Jobs -
1) In the yarn thread, reproduce the part that opens with the words containing "http://www.yarns-and.com/yarnto.htm" and closes with "the hard way.", changing "jumper" to "sweater" throughout.
2) When checking how much yarn is left on a cone, what does the yarn thread say to subtract from the weight?

Document segment -
_ _ _
# How much yarn to buy??



## Schnauzermom (Feb 20, 2012)

I'm fairly new to knitting and don't know how to figure out how much yarn is needed to make a particular garment. It is terrible to run out before you finish what you are working on. I enjoy reading the good advise that you all share about machine knitting. You are all so smart. I'm sure you can just look at a garment or pattern and know how much it will take. Any suggestions will be appreciated.


----------



## Moira Palmer (Mar 7, 2012)

I knit cardigans for my grandchildren and, on average, the finished weight is - 24'' = 130gms, 26'' = 150gms. I can get a baby cardigan out of less than 100gms. These are for round neck cardigans knit in stocking stitch in 4 ply yarn. I have started keeping a record of what I make with yarn type, machine tension, final measurements and weights as a reference. I find this useful for when I knit something in the same yarn - it saves doing a tension swatch again.


----------



## Entity (Sep 13, 2011)

Here's a website that gives you information on yarns and approximate how much you'd need to make certain piece:

http://www.yarns-and.com/yarnto.htm


----------



## knitwitch36 (Oct 1, 2011)

A cone of bramwells fine 4ply will make a mans 44inch chest jumper or cardigan.I have done that.If you knit something small and have yarn left ona cone and you want to see how much you have.Don't forget to take the weight of the cardboard cone off.I try to weigh an old empty cone first.I learnt this the hard way.


----------



## B.C. Wendy (Mar 9, 2012)
_ _ _
A block of data:
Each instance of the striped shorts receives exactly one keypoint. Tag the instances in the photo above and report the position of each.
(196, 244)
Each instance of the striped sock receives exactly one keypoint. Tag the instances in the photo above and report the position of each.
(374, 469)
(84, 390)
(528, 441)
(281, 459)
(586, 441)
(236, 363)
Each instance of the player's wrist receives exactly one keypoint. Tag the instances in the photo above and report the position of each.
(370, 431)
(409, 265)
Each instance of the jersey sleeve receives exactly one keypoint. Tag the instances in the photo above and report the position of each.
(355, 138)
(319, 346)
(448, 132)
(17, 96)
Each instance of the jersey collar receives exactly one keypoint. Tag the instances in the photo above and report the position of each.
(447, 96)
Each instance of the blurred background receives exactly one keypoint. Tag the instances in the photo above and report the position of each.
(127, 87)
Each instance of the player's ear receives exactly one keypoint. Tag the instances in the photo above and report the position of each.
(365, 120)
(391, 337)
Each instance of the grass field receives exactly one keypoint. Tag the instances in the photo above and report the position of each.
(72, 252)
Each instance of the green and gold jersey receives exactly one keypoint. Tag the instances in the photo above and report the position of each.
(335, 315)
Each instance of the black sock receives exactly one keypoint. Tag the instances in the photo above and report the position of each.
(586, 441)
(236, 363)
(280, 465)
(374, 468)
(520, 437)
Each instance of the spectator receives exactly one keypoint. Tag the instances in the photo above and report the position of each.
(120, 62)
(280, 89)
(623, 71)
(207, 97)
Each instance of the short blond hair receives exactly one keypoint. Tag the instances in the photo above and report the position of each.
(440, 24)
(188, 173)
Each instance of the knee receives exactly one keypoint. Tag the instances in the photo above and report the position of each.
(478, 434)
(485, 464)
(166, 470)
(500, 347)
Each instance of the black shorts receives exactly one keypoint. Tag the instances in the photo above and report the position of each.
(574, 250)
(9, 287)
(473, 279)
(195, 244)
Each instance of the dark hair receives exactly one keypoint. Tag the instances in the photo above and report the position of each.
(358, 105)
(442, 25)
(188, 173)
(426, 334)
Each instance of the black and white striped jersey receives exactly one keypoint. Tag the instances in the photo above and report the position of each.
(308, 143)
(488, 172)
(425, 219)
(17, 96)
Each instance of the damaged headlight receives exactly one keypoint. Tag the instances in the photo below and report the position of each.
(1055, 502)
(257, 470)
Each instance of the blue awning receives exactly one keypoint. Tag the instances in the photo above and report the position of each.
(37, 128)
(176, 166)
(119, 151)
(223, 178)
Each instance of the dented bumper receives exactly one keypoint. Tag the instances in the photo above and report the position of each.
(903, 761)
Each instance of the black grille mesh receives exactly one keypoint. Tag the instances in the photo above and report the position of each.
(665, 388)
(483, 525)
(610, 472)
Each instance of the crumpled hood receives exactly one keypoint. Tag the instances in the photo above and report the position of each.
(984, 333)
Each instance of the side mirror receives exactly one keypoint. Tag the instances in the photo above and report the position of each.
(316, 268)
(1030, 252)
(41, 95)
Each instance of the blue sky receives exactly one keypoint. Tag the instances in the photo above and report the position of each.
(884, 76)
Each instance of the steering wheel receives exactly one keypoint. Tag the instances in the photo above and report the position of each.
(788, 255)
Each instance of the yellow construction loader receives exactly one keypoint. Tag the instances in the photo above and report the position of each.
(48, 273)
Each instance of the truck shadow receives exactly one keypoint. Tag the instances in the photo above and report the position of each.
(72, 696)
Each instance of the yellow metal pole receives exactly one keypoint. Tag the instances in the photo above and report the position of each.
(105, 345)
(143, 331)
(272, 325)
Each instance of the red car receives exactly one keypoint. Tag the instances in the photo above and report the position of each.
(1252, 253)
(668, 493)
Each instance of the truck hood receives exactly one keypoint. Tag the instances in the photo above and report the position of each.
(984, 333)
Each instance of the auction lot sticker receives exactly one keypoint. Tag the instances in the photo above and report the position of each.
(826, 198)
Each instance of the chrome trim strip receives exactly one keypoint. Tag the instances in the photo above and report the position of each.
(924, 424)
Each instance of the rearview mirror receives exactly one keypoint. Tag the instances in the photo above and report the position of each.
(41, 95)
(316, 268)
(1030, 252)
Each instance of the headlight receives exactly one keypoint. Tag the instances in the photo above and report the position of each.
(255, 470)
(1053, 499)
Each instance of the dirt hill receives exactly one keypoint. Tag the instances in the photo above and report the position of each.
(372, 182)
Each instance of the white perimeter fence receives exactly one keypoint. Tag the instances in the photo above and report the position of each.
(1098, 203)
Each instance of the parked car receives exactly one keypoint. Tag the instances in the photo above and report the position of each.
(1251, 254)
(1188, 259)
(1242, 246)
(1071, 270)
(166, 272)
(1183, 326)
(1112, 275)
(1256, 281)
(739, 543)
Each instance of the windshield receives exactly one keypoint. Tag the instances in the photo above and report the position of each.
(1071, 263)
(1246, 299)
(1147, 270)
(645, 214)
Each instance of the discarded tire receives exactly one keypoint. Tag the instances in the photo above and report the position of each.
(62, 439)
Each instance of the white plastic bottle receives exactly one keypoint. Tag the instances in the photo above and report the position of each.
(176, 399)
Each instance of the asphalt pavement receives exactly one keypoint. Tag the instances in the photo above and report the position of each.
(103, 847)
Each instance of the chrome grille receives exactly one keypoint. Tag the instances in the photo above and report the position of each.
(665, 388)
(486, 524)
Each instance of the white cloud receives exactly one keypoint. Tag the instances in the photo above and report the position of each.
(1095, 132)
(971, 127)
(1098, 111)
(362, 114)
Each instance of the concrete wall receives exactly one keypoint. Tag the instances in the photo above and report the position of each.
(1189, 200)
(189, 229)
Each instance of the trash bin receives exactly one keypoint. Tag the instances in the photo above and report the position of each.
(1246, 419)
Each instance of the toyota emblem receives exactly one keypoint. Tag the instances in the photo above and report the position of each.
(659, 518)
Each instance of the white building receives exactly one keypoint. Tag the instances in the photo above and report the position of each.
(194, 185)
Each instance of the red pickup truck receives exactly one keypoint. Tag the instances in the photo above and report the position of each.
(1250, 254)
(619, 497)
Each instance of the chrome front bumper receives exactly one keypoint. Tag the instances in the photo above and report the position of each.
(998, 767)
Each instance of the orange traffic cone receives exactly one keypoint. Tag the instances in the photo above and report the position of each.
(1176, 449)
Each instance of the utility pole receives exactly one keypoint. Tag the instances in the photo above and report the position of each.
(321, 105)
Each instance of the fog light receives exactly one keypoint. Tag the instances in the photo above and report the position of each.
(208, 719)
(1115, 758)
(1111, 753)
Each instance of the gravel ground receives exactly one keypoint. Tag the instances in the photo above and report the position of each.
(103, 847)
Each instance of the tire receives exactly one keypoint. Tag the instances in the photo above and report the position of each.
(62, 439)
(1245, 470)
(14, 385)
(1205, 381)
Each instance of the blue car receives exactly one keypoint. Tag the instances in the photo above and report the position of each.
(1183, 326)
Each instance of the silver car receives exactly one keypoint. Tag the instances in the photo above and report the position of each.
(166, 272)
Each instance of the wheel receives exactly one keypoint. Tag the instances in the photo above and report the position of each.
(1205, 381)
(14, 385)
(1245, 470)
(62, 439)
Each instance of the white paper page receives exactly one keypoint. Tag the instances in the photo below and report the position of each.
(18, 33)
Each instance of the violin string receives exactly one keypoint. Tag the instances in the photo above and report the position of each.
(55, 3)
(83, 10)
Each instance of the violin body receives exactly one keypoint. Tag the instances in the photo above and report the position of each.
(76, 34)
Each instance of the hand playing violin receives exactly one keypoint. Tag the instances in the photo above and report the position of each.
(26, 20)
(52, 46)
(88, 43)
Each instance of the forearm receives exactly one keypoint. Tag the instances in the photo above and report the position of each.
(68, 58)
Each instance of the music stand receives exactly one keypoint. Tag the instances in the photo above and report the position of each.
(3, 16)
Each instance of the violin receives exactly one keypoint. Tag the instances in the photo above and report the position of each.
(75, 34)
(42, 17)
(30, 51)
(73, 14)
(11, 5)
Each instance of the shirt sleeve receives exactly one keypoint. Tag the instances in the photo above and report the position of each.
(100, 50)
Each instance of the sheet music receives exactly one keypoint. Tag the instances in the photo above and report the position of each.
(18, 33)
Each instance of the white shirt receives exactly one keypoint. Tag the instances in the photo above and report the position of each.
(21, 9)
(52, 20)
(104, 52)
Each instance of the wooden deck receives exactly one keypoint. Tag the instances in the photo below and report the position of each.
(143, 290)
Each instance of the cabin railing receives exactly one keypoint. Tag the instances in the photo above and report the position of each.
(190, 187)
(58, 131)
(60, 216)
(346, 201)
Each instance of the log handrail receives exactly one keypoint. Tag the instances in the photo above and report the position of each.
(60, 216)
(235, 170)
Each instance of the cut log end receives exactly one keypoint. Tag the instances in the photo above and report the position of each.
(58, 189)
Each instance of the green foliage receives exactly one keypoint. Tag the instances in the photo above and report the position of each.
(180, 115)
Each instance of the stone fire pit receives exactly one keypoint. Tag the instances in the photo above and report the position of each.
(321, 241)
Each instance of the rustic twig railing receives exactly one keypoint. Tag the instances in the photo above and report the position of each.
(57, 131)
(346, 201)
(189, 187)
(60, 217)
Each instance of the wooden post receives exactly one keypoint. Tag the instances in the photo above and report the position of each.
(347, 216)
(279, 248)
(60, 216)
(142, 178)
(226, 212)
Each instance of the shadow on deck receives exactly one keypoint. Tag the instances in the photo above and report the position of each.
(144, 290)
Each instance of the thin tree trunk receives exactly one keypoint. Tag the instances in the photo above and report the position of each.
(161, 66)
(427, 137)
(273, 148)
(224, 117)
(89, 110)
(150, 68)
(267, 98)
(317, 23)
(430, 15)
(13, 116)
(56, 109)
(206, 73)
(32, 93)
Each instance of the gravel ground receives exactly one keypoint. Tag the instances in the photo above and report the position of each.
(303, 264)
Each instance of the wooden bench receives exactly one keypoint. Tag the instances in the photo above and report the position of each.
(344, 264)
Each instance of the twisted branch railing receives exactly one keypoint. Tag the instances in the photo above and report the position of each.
_ _ _
Solutions per task -
1)
http://www.yarns-and.com/yarnto.htm


----------



## knitwitch36 (Oct 1, 2011)

A cone of bramwells fine 4ply will make a mans 44inch chest sweater or cardigan.I have done that.If you knit something small and have yarn left ona cone and you want to see how much you have.Don't forget to take the weight of the cardboard cone off.I try to weigh an old empty cone first.I learnt this the hard way.

2) The weight of the cardboard cone.